• **DESCRIPTION OF THE TASK**:
Present the items below as a numbered list, and leave out any blank lines.

• **EXERCISE INPUT**:

····················

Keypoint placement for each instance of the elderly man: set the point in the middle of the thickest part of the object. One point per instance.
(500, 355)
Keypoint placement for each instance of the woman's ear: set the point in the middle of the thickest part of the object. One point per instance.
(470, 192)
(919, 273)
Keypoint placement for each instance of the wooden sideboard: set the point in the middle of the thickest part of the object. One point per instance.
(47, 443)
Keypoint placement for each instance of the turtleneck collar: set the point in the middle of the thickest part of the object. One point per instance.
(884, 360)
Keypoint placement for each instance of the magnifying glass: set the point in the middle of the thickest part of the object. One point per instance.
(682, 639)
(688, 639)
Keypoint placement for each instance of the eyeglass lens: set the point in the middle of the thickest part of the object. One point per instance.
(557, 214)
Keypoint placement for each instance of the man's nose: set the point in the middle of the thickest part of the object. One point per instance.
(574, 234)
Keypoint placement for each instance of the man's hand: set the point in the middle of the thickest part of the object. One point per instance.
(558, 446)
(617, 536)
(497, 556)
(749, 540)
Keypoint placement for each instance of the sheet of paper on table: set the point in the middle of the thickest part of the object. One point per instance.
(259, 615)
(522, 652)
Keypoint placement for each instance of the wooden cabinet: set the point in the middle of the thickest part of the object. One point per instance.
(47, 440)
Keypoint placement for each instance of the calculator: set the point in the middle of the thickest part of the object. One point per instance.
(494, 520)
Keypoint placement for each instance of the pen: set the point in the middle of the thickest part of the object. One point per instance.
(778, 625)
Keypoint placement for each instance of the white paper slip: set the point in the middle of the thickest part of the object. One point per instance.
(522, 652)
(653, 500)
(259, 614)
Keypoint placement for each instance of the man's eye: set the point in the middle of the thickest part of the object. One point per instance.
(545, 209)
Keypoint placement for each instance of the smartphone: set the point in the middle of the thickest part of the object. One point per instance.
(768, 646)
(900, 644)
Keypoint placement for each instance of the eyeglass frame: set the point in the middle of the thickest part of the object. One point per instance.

····················

• **COMPLETED EXERCISE**:
1. Keypoint placement for each instance of the elderly man: set the point in the middle of the thickest part of the object. One point per instance.
2. (500, 355)
3. Keypoint placement for each instance of the woman's ear: set the point in the middle of the thickest part of the object. One point per instance.
4. (470, 192)
5. (919, 273)
6. Keypoint placement for each instance of the wooden sideboard: set the point in the middle of the thickest part of the object. One point per instance.
7. (47, 443)
8. Keypoint placement for each instance of the turtleneck collar: set the point in the middle of the thickest part of the object. One point per instance.
9. (884, 360)
10. Keypoint placement for each instance of the magnifying glass: set the point in the middle of the thickest part of the object. One point per instance.
11. (682, 639)
12. (688, 639)
13. Keypoint placement for each instance of the eyeglass lens: set the point in the middle of the thickest part of the object. One point per instance.
14. (557, 214)
15. Keypoint placement for each instance of the man's nose: set the point in the middle of the thickest part of the object. One point per instance.
16. (574, 234)
17. Keypoint placement for each instance of the man's hand: set the point in the middle of the thickest part of the object. One point per instance.
18. (558, 446)
19. (617, 536)
20. (497, 556)
21. (749, 540)
22. Keypoint placement for each instance of the sheet of paper on table: set the point in the middle of the thickest part of the object. One point per instance.
23. (259, 615)
24. (522, 652)
25. Keypoint placement for each instance of the wooden cabinet: set the point in the middle of the thickest part of the object. One point per instance.
26. (47, 440)
27. Keypoint placement for each instance of the calculator: set the point in the middle of the thickest part of the object. One point per instance.
28. (494, 520)
29. Keypoint placement for each instance of the pen: set the point in the middle of the thickest part of the object. One point per instance.
30. (778, 625)
31. Keypoint placement for each instance of the white paper slip: set the point in the middle of the thickest part of the object. One point per instance.
32. (522, 652)
33. (653, 500)
34. (259, 614)
35. Keypoint placement for each instance of the man's eye: set the point in the middle of the thickest part of the object. One point per instance.
36. (545, 209)
37. Keypoint placement for each instance of the smartphone: set the point in the middle of the thickest part of the object. One point per instance.
38. (768, 646)
39. (900, 644)
40. Keypoint placement for each instance of the eyeglass frame: set the point in the middle of the thickest part of the object. One point per instance.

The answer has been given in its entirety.